Your assignment
Exclude the pictures, then repeat the remaining data exactly.
• • • • • • •
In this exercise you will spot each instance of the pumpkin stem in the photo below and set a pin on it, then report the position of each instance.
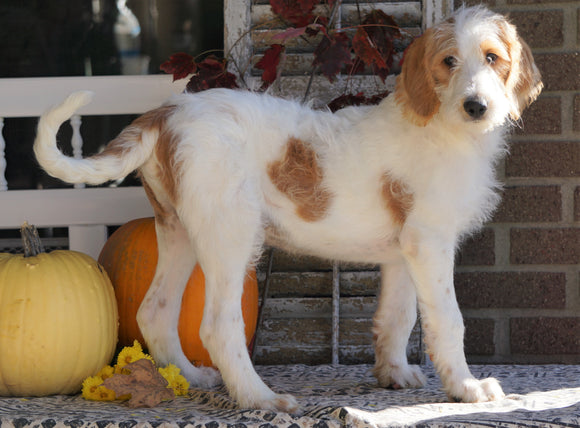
(30, 240)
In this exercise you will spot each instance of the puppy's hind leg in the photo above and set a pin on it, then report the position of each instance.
(158, 315)
(226, 242)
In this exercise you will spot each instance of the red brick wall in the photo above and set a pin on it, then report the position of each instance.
(518, 281)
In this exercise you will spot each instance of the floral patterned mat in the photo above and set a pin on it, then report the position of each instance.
(330, 396)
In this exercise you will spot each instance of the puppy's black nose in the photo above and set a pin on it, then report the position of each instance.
(475, 108)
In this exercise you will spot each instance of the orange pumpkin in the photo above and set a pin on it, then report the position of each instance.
(130, 259)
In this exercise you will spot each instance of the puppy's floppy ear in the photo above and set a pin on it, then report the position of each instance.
(524, 81)
(415, 90)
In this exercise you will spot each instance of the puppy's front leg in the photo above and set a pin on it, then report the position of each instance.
(393, 323)
(431, 264)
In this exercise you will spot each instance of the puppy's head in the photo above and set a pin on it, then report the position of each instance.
(471, 69)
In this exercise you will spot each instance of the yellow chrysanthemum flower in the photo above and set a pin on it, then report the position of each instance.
(176, 381)
(130, 354)
(94, 390)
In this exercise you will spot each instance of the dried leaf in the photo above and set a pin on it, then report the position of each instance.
(269, 63)
(144, 383)
(374, 42)
(180, 65)
(347, 100)
(211, 73)
(332, 54)
(365, 49)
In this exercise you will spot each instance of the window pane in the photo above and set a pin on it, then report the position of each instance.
(103, 37)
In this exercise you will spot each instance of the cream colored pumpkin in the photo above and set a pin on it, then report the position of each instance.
(58, 322)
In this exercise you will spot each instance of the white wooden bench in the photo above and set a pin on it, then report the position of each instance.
(85, 211)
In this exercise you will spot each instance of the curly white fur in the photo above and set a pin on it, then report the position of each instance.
(397, 184)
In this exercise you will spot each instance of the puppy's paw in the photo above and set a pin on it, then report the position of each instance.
(399, 376)
(472, 390)
(202, 377)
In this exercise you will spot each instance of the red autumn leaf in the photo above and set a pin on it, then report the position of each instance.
(180, 65)
(332, 53)
(297, 12)
(269, 63)
(289, 33)
(144, 383)
(365, 49)
(211, 73)
(375, 42)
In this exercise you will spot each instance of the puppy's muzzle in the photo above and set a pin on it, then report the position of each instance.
(475, 108)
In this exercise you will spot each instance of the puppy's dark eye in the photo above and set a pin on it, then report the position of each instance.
(491, 58)
(450, 61)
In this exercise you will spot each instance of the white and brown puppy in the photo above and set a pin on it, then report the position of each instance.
(397, 184)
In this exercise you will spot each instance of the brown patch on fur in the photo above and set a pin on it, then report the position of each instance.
(423, 70)
(299, 177)
(524, 81)
(165, 149)
(131, 135)
(169, 165)
(398, 200)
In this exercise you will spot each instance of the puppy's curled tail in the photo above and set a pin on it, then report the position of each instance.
(122, 155)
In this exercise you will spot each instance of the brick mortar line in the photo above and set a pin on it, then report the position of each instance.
(567, 107)
(573, 290)
(514, 268)
(498, 314)
(567, 191)
(541, 181)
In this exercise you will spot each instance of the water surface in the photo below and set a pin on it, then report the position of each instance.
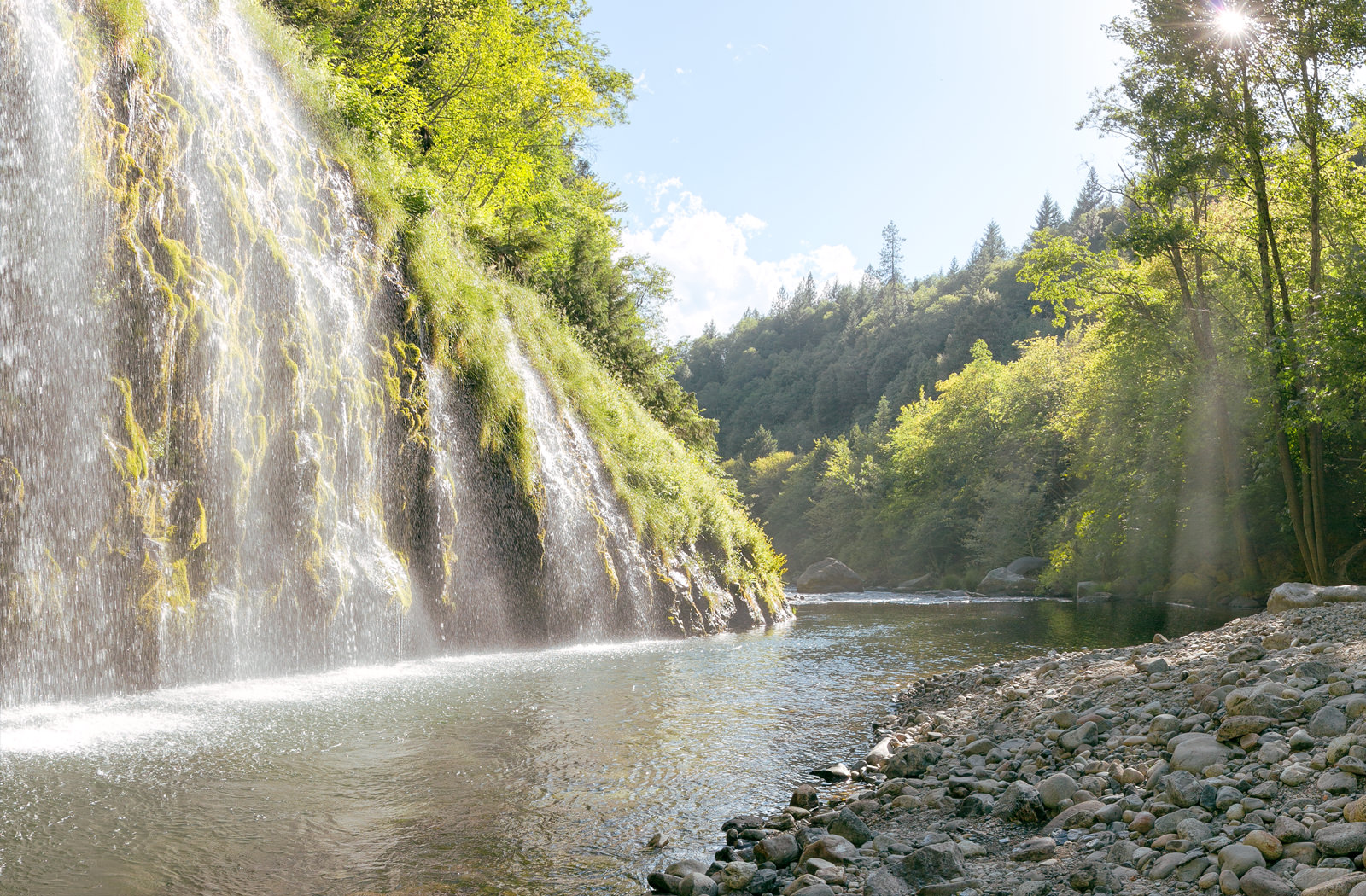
(505, 773)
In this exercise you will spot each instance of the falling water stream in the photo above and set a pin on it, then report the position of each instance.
(260, 631)
(529, 773)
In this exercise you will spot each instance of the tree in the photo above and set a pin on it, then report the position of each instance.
(762, 444)
(1048, 218)
(890, 257)
(1092, 197)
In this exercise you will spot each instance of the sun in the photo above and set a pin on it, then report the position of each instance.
(1233, 22)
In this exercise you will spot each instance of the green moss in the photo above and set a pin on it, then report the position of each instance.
(137, 457)
(678, 502)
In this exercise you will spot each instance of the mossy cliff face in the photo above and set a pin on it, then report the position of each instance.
(236, 434)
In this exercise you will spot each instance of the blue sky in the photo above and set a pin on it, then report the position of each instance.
(771, 140)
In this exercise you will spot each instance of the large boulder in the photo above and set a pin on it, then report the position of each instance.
(1001, 582)
(1028, 566)
(919, 584)
(1193, 588)
(1302, 595)
(828, 577)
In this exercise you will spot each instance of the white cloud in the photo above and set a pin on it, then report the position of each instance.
(715, 276)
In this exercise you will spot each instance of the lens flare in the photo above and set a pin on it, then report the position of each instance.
(1231, 22)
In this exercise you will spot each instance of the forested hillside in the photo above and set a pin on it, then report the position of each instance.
(823, 358)
(487, 104)
(1163, 391)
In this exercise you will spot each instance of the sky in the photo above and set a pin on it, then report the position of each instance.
(773, 140)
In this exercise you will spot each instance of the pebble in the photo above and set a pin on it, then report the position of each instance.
(1222, 762)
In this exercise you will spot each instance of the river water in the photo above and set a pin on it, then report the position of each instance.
(503, 773)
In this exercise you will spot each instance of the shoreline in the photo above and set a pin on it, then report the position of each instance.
(1223, 761)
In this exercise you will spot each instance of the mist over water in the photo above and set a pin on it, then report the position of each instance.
(537, 772)
(223, 450)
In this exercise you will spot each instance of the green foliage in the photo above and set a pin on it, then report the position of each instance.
(591, 338)
(484, 102)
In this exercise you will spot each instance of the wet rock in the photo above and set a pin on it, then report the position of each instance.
(913, 761)
(697, 884)
(1003, 582)
(1293, 596)
(828, 577)
(832, 848)
(805, 796)
(851, 828)
(832, 773)
(1346, 837)
(780, 850)
(738, 875)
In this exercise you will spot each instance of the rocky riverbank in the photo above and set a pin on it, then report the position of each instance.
(1229, 761)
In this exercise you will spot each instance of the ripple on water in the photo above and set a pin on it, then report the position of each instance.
(536, 772)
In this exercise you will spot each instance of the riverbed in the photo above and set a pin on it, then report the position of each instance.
(537, 772)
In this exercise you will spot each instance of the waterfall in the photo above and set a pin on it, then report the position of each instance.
(225, 450)
(589, 547)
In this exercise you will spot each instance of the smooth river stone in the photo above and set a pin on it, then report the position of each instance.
(1346, 837)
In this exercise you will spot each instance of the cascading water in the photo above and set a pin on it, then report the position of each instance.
(223, 448)
(582, 513)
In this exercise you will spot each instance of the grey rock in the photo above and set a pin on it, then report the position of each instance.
(1265, 882)
(1033, 888)
(851, 828)
(685, 868)
(1035, 850)
(805, 796)
(1086, 734)
(881, 882)
(1240, 858)
(913, 761)
(832, 848)
(1185, 788)
(1347, 837)
(814, 889)
(738, 875)
(1336, 782)
(1055, 788)
(697, 884)
(1079, 816)
(1021, 803)
(936, 862)
(1328, 723)
(1290, 830)
(1199, 753)
(828, 577)
(1028, 566)
(1293, 596)
(1246, 653)
(780, 850)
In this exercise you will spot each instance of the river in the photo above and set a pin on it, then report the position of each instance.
(539, 772)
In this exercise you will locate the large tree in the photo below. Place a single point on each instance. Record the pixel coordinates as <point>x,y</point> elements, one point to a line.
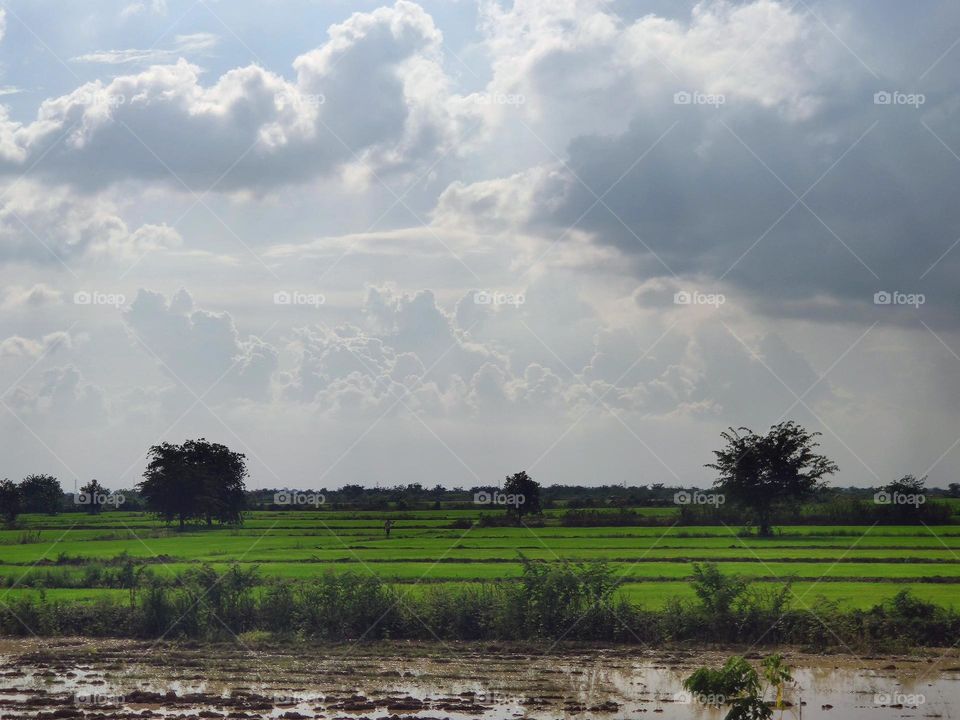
• • • • • • •
Answer section
In this exercise you will spot each instance of the pumpkin stem in the photo below and set a pin on it, then report the position of each instance.
(30, 240)
In this exercise you will spot each instance of the puppy's hind leg in the photo above and set a pin on it, then report the position of each instance.
(158, 315)
(226, 242)
In this exercise you will spot each instance of the red brick wall in the photo above and set a pin on it, then report the position of each instance.
(518, 281)
In this exercise you will spot each instance of the floral patterned mat in the photo above and set a pin on it, then report the position of each instance.
(330, 396)
In this exercise you will spot each instance of the puppy's black nose in the photo above and set a pin on it, then report the position of each instance.
(475, 108)
In this exercise you will spot each instance of the orange pumpkin in the photo above and set a pin on it, then report the position of each instance.
(130, 259)
In this exercise you will spot each instance of the puppy's floppy ear in the photo above and set a pin on it, then report the position of each instance.
(524, 81)
(415, 90)
In this exercise you will spot each instance of the puppy's front leg in the photo above and set a pin on it, then report the position of each instance.
(393, 323)
(431, 264)
In this exercise you will spot each instance of the puppy's head in the photo above and set a pin on it, then report the position of each instance.
(471, 69)
In this exercise you will spot each instance of the yellow chrysanthemum flower in the photo above and set a pin on it, then report the position of each instance.
(176, 381)
(130, 354)
(94, 390)
In this exercise you will spot each instance of the dried leaf in the photo above and set a pin on it, then report the position of each instance.
(269, 63)
(144, 383)
(374, 42)
(180, 65)
(347, 100)
(211, 73)
(332, 54)
(365, 49)
In this exercise you will spot each instance of the window pane in the photo above and set a pin on it, then report the position of each instance.
(103, 37)
In this exercise you will spot each instance of the cream colored pumpkin in the photo above and set a pin on it, then report the position of each instance.
(58, 322)
In this exercise you will spot each instance of the white wooden bench in the photo above and set a pin on it, then report the position of each instance.
(85, 211)
In this exercise you will spot each instance of the curly white fur in the photo above and set a pin on it, then report the position of each instance.
(397, 184)
In this exercise you will spot each instance of the puppy's paw in the photo above and set a pin on it, then report the position of each instance.
(399, 376)
(472, 390)
(202, 377)
In this exercise you will spot each instance of the red autumn leaf in the photo above and set a pin on it, then report the position of each instance.
(180, 65)
(332, 53)
(297, 12)
(269, 63)
(289, 33)
(144, 383)
(365, 49)
(211, 73)
(375, 42)
In this exercise you will spot each instance of the puppy's muzzle in the photo above and set a pin on it, then report the position of each instance.
(475, 108)
In this exercise you will spot each instance of the puppy's dark eye in the photo above and set a pin on it, then report the position of each instance.
(491, 58)
(450, 61)
In this exercise you will spot each instance of the white and brown puppy in the photo above and set a pin on it, then report the position of each instance.
(397, 184)
In this exercise you will spot each instance of the brown patch on fur in the photo above and set a pin on it, then report the position of each instance.
(423, 70)
(299, 177)
(524, 81)
(165, 149)
(131, 135)
(169, 165)
(398, 200)
In this exercise you will spot each instance of the puppy's curled tail in the photo above and set a pin on it, then report the position of each instance.
(122, 155)
In this exercise you will spot each instance of the brick mortar line in the photo above and set a pin on it, then report the position of each instance.
(567, 107)
(573, 290)
(514, 268)
(498, 314)
(567, 191)
(541, 181)
In this exercise you will spot each instance of the water surface in the photo below and set a pin on it, then report the position of each instance.
(505, 773)
In this exercise you will spot each instance of the falling water stream in the photo above and set a pin on it, then report the position of each instance.
(260, 631)
(529, 773)
In this exercise you will spot each instance of the tree in the photo above and set a pin on it, then report the position of each instance.
(762, 444)
(1048, 218)
(890, 257)
(1092, 197)
In this exercise you will spot each instance of the sun in the photo above and set a pin on it, then report the position of each instance.
(1233, 22)
In this exercise you will spot each instance of the green moss in the photo above and set a pin on it, then report the position of each instance.
(137, 457)
(678, 502)
In this exercise you will spot each instance of the mossy cliff face in the photo above and set a pin on it, then report the position of each instance.
(236, 434)
In this exercise you will spot each instance of the blue sky in the photo above and set a pin on it, then report the position of each instance.
(771, 140)
In this exercise you will spot each instance of the large boulder in the photo above and set a pin on it, then report the position of each instance.
(1001, 582)
(1028, 566)
(919, 584)
(1193, 588)
(1302, 595)
(828, 577)
In this exercise you will spot each instance of the white cloud in the photo above and set a pin on it, then report the position of each instance.
(715, 276)
In this exercise you will spot each instance of the lens flare in the photo above and set a pin on it, then report the position of each instance.
(1231, 22)
In this exercise you will spot each instance of the forested hillside in the photo above and set a pin on it, then report the position of each instance.
(823, 358)
(487, 104)
(1163, 391)
In this exercise you will spot each instance of the sky in the photo above and set a pin on it, then report the position of each instance.
(773, 140)
In this exercise you will spot each instance of the pebble in the photo above and set a pin on it, then report the position of each instance.
(1222, 762)
In this exercise you will spot each instance of the river water in the photo above and set a pin on it, then report the position of each instance.
(503, 773)
In this exercise you will spot each instance of the shoreline in the photo above and set a pin on it, then report the position of each instance.
(1223, 761)
In this exercise you will spot each instance of the mist over water in the photo above and set a pin on it, then report the position of each instance.
(537, 772)
(223, 450)
In this exercise you will spot each instance of the green foliage in the photo above and set a pin on it, then report the position of each instance.
(591, 338)
(484, 102)
In this exercise you will spot each instance of the wet rock in the photo above and set a pin on it, then report the position of each instance.
(913, 761)
(697, 884)
(1003, 582)
(1293, 596)
(828, 577)
(832, 848)
(805, 796)
(851, 828)
(832, 773)
(1346, 837)
(780, 850)
(738, 875)
In this exercise you will spot each instance of the rocky riverbank in the photo above and set a pin on it, then report the position of each instance.
(1229, 761)
In this exercise you will spot each instance of the ripple on water in the photo above and set a pin on it, then report the position of each instance.
(536, 772)
In this exercise you will spot each instance of the riverbed in the photo above and set a pin on it, then report the position of each instance.
(537, 772)
In this exercise you will spot each instance of the waterfall in the photo above and set a pin on it, then report the position of each instance.
(225, 450)
(589, 547)
In this exercise you will spot each instance of the smooth river stone in the photo above and set a pin on it, then report the position of each instance.
(1346, 837)
In this exercise you will spot each instance of the cascading water in the photo above and set a pin on it, then report the position of each instance.
(223, 448)
(582, 513)
In this exercise you will spot each instance of the grey rock in the photo above and set a pin on it, then report the position of each instance.
(1265, 882)
(1033, 888)
(851, 828)
(685, 868)
(1035, 850)
(805, 796)
(1086, 734)
(881, 882)
(1240, 858)
(913, 761)
(832, 848)
(1185, 788)
(1347, 837)
(814, 889)
(738, 875)
(1336, 782)
(1055, 788)
(697, 884)
(1079, 816)
(1021, 803)
(936, 862)
(1328, 723)
(1290, 830)
(1199, 753)
(828, 577)
(1028, 566)
(1293, 596)
(1246, 653)
(780, 850)
In this exercise you will spot each instance of the river in the photo above and set a pin on it, then report the position of each instance.
(539, 772)
In this exercise you will locate the large tree in the photo below. Place a single point on each instance. Record the pixel coordinates as <point>x,y</point> elements, one point to a line.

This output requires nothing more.